> [Required work] Convert the rows into a JSON list of strings, one string per line and no blank lines, starting with the line that contains "Indicate the yellow" and going on through the line that contains "x=704, y=222". Include both of those lines and nothing outside that range.

> [Extracted data]
··········
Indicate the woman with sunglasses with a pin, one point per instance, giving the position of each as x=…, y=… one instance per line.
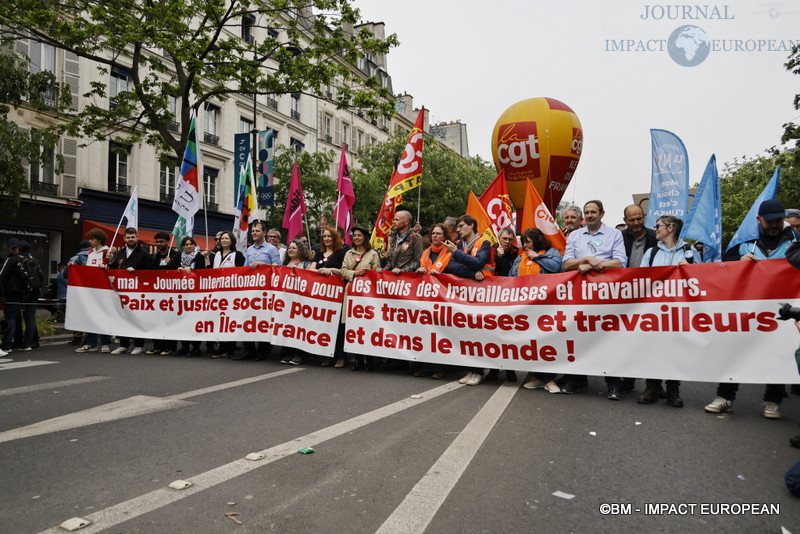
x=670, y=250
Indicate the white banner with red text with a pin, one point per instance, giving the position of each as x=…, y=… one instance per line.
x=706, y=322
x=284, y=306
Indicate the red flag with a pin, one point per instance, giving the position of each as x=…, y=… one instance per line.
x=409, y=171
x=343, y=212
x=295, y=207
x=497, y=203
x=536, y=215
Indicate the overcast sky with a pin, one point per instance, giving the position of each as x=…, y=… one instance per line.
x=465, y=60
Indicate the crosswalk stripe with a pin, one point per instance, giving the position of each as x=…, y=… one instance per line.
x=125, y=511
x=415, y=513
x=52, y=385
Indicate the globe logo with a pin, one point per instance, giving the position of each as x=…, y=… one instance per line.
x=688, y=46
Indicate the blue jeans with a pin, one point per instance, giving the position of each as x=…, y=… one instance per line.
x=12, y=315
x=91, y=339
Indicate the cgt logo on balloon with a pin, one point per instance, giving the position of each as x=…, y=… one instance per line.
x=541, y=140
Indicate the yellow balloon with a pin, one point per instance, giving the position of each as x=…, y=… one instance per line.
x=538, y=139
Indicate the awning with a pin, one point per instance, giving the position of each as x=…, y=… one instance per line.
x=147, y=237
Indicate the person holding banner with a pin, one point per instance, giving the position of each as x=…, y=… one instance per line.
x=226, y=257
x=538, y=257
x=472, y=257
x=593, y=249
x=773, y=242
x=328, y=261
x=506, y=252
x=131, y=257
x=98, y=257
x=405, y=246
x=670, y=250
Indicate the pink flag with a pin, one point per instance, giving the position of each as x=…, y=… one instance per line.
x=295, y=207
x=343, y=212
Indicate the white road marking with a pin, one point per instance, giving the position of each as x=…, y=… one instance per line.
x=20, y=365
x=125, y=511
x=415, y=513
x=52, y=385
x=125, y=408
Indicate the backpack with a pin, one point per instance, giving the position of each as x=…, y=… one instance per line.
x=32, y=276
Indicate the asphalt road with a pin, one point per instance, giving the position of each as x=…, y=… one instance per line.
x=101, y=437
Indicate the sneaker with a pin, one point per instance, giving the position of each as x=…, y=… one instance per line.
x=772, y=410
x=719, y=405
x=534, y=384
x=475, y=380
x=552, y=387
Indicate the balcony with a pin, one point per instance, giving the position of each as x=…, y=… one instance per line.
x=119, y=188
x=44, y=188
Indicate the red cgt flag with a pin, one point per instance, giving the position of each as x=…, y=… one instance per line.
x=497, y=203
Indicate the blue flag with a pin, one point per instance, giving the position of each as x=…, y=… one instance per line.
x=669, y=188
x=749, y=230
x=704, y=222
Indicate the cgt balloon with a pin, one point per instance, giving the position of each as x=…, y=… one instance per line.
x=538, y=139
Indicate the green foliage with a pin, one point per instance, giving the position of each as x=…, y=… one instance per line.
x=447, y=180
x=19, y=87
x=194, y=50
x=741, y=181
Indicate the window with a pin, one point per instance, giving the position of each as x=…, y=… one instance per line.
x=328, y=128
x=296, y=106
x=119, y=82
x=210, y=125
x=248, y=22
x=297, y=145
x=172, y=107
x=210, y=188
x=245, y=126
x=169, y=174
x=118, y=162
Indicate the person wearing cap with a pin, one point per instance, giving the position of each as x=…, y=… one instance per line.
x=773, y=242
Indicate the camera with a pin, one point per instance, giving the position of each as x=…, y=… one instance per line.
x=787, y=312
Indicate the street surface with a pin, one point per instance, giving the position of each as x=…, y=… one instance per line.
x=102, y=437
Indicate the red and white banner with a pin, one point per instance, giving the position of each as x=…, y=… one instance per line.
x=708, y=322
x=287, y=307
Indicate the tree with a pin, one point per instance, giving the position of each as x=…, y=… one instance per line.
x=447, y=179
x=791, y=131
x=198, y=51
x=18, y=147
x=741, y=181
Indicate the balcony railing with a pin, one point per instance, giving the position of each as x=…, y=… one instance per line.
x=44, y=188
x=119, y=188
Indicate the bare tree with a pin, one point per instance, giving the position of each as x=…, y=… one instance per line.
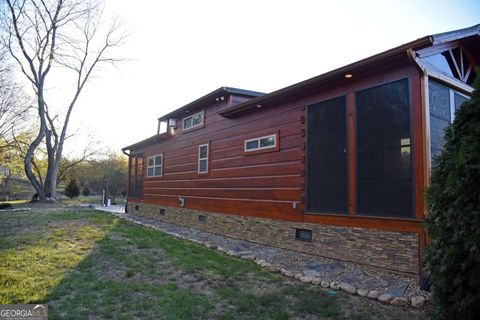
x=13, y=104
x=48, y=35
··········
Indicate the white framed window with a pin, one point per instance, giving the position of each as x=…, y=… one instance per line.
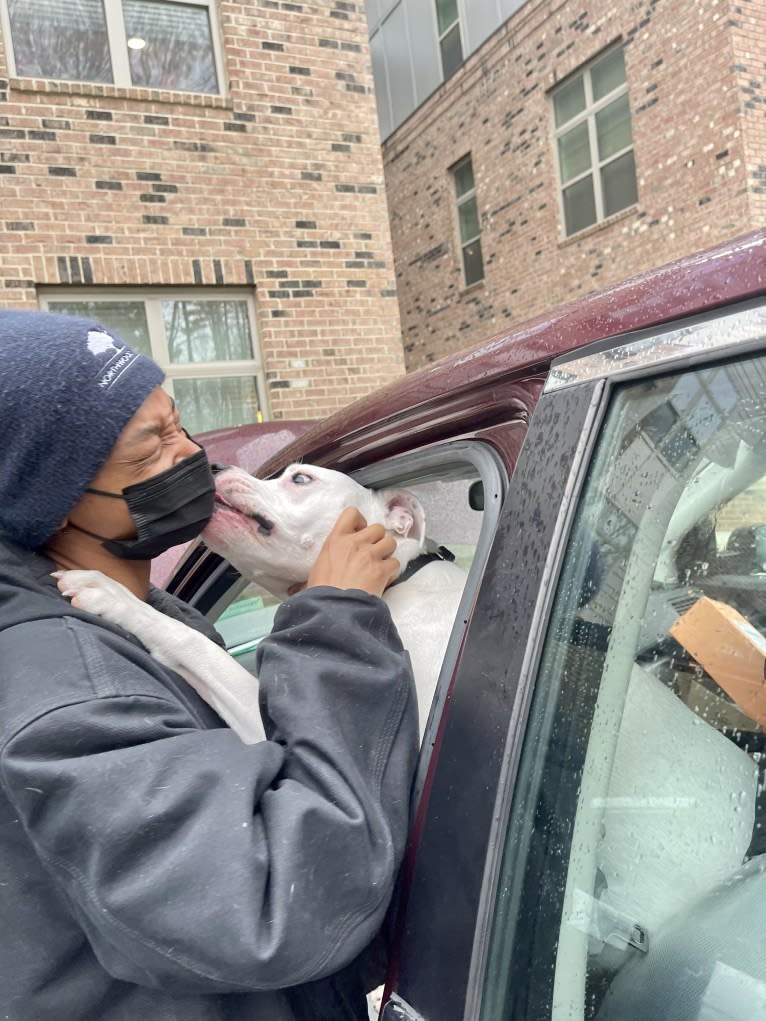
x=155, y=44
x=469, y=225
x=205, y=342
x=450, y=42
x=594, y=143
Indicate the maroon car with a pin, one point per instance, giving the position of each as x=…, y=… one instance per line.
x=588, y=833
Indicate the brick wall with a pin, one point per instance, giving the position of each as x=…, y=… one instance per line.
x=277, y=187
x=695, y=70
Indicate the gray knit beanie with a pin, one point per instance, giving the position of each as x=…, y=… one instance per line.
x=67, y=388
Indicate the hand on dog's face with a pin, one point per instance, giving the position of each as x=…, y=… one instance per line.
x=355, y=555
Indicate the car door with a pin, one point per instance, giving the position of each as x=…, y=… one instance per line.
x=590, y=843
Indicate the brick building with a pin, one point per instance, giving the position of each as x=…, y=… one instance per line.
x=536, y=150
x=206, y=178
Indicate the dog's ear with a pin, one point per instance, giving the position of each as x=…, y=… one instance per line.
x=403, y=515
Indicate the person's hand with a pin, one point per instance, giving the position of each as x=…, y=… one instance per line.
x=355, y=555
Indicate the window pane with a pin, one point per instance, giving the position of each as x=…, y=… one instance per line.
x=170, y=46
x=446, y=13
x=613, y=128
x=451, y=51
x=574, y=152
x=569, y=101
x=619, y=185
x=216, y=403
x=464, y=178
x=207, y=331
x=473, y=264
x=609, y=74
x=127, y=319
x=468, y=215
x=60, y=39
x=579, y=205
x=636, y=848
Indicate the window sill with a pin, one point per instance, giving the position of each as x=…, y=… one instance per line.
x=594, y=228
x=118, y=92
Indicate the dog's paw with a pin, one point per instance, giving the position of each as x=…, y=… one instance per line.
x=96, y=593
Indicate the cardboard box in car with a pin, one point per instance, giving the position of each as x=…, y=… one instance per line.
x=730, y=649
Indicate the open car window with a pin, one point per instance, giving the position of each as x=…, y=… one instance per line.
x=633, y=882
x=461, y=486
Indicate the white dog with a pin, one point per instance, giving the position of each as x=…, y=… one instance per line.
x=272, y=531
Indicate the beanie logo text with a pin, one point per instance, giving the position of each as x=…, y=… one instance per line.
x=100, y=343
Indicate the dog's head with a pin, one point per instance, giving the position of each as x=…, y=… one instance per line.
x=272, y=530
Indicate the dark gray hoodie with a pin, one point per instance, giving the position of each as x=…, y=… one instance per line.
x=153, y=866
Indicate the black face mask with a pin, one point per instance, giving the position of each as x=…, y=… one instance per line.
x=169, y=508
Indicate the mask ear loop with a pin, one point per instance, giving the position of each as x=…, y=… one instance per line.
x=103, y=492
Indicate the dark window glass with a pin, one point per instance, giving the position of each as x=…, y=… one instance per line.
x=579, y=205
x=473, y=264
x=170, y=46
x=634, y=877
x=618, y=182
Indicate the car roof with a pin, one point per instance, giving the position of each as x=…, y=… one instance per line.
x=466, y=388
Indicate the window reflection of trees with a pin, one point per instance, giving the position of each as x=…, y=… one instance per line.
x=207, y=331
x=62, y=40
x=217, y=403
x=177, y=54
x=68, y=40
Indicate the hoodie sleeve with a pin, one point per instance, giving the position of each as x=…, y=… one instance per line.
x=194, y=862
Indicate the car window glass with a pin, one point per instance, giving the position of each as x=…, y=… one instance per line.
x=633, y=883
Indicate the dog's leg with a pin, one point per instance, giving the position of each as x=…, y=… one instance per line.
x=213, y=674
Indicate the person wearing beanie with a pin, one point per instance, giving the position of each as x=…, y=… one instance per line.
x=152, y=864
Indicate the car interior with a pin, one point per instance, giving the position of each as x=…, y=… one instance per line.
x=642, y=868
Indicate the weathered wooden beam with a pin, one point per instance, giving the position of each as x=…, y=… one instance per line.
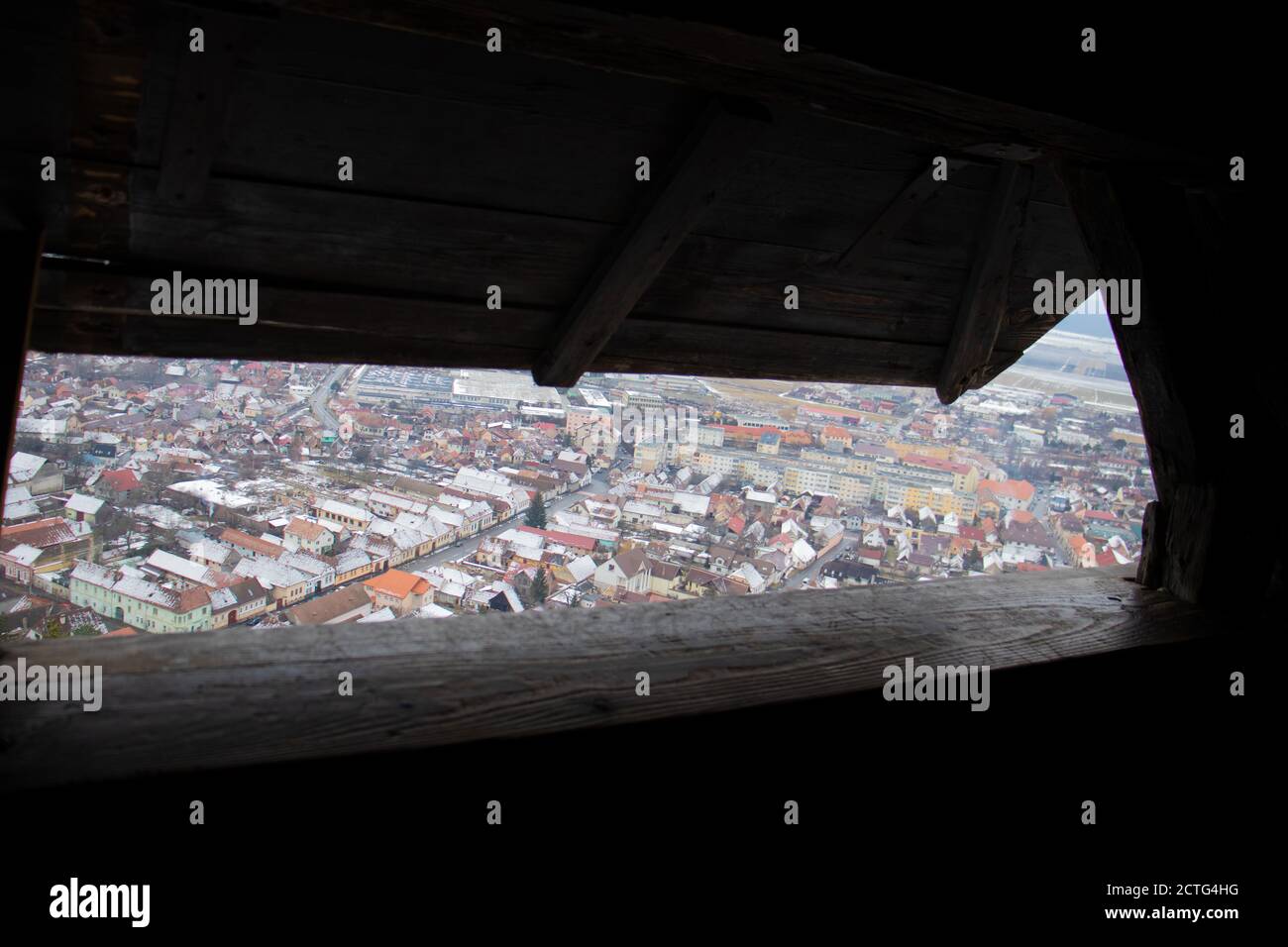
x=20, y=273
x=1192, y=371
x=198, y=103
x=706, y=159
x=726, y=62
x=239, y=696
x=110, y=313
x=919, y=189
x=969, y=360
··········
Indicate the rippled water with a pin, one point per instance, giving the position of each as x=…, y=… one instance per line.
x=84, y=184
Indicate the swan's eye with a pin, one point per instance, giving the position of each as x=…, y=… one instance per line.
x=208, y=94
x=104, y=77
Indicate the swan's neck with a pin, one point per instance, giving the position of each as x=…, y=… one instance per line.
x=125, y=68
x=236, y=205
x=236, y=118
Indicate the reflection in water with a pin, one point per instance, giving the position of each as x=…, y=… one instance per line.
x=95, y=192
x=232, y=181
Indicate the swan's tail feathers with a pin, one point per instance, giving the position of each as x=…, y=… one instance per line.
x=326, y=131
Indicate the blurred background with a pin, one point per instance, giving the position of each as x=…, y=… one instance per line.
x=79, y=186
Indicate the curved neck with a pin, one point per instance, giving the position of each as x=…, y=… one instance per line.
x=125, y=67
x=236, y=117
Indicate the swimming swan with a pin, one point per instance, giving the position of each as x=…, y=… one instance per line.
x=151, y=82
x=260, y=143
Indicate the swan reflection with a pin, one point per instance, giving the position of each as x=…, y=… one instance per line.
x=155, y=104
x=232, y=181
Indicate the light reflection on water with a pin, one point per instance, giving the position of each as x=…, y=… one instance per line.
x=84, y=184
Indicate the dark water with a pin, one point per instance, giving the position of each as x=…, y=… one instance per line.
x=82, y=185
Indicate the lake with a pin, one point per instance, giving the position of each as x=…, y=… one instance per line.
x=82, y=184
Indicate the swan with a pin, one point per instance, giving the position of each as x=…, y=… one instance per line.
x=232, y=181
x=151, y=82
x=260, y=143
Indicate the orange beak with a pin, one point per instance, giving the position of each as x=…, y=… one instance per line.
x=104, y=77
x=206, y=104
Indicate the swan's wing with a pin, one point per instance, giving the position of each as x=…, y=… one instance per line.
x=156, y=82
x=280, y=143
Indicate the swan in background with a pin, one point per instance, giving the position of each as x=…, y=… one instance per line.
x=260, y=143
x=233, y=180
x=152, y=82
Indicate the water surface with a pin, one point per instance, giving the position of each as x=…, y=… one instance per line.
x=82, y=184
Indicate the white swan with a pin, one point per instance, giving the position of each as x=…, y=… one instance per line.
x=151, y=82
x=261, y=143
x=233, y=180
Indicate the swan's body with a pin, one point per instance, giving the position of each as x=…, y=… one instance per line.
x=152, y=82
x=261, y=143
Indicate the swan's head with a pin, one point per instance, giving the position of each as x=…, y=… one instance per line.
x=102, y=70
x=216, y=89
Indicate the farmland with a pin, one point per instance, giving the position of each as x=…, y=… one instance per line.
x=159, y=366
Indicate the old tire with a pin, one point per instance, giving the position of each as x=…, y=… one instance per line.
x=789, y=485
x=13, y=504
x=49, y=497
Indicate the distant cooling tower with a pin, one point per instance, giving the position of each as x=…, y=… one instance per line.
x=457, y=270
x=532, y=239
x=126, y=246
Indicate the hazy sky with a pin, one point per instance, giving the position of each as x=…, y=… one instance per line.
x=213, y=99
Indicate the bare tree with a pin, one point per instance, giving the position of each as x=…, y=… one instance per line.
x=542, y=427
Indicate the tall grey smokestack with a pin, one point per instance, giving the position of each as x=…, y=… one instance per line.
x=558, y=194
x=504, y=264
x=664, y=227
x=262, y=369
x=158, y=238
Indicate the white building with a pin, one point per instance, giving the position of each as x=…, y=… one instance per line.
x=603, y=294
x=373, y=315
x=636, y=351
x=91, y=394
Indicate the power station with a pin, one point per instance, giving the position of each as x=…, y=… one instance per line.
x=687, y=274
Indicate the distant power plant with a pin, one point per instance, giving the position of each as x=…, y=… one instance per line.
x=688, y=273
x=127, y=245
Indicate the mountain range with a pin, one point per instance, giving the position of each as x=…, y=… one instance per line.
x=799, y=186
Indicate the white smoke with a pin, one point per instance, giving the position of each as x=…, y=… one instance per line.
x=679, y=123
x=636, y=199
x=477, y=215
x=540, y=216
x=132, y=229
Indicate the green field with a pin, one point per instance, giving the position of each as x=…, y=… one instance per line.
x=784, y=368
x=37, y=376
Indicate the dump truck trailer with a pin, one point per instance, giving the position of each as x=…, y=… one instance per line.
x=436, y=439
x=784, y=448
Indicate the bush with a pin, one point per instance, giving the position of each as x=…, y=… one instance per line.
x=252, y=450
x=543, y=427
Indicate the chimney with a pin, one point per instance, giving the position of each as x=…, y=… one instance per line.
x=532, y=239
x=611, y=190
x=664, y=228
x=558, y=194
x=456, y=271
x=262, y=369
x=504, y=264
··········
> [Reply]
[
  "Indicate the yellow balloon with a pin, one point per instance, giving the position of each as x=…, y=… one instance per line.",
  "x=538, y=139",
  "Indicate the awning with a pin, one point per instance, giving the position of each as x=…, y=… one instance per line.",
  "x=147, y=237",
  "Indicate the person holding banner with a pin, one point per instance, giving the position of each as x=…, y=… one instance per line.",
  "x=226, y=257",
  "x=538, y=257",
  "x=472, y=257",
  "x=593, y=249",
  "x=773, y=242",
  "x=328, y=261",
  "x=506, y=252",
  "x=131, y=257",
  "x=98, y=257",
  "x=405, y=246",
  "x=670, y=250",
  "Indicate the pink flag with a pin, one point per instance, giving the position of each as x=…, y=… one instance per line.",
  "x=295, y=207",
  "x=343, y=212",
  "Indicate the white road marking with a pin, one point per instance, giving the position of each as x=…, y=… one instance per line.",
  "x=20, y=365",
  "x=125, y=511",
  "x=415, y=513",
  "x=52, y=385",
  "x=125, y=408",
  "Indicate the backpack with a pin, one point per instance, giving the position of each as x=…, y=… one instance per line.",
  "x=32, y=276",
  "Indicate the asphalt road with a pin, one point per instance, giving the position of each as x=…, y=… one instance per line.",
  "x=101, y=437",
  "Indicate the sneaker with a pin, one point per instance, giving the position of each as x=…, y=… one instance per line.",
  "x=772, y=410",
  "x=719, y=405",
  "x=534, y=384",
  "x=475, y=380",
  "x=552, y=387",
  "Indicate the balcony with a pin, one point per instance, giving the position of each as x=…, y=… one instance per line.",
  "x=119, y=188",
  "x=44, y=188",
  "Indicate the red cgt flag with a pin, one point per instance, giving the position of each as x=…, y=… one instance per line.",
  "x=497, y=203",
  "Indicate the blue flag with a pin, one point per instance, giving the position of each as x=…, y=… one instance per line.",
  "x=669, y=188",
  "x=749, y=230",
  "x=704, y=222"
]